SOURCE:

—————

I'm thinking maybe I should start celebrating Walpurgisnacht just to get the bad taste of Easter (with its hypocritical religious poseury) out of my mouth. Some kind of celebration of evil, only I'm not terribly interested in killing chickens and drawing magic circles with blood, so I figured I'd just rent a bunch of horror movies and get drunk. One Halloween a year isn't enough for me, buddy.
Posted by Barghest  on  Tue Mar 29, 2005  at  07:29 PM
Big Gary C:

FWIW, only the American Mothers' Day originated as 'a day of social and political resistance in protest of warfare' (in the 19th Century). There has been a Mothers' Day (formerly Mothering Sunday) in the UK for centuries, the origin of which is a source of some controversy (natch).

Barghest:

Where I live, 'Witches Night' is celebrated at the end of April; it's kind of a mix of Guy Fawkes and Halloween in spirit, with people building bonfires and burning witches in effigy. And getting drunk, of course.

—————

MATERIAL PROVIDED:
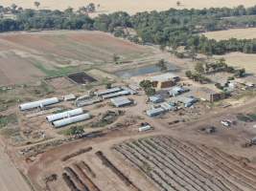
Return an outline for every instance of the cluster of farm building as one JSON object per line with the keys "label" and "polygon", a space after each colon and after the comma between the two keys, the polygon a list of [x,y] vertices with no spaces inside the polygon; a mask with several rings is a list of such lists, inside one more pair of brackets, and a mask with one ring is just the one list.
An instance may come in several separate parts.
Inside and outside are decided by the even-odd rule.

—————

TASK STATEMENT:
Reproduce word for word the passage of the Walpurgisnacht comment thread that begins with "FWIW, only the" and ends with "drunk, of course.".

FINISHED EXERCISE:
FWIW, only the American Mothers' Day originated as 'a day of social and political resistance in protest of warfare' (in the 19th Century). There has been a Mothers' Day (formerly Mothering Sunday) in the UK for centuries, the origin of which is a source of some controversy (natch).

Barghest:

Where I live, 'Witches Night' is celebrated at the end of April; it's kind of a mix of Guy Fawkes and Halloween in spirit, with people building bonfires and burning witches in effigy. And getting drunk, of course.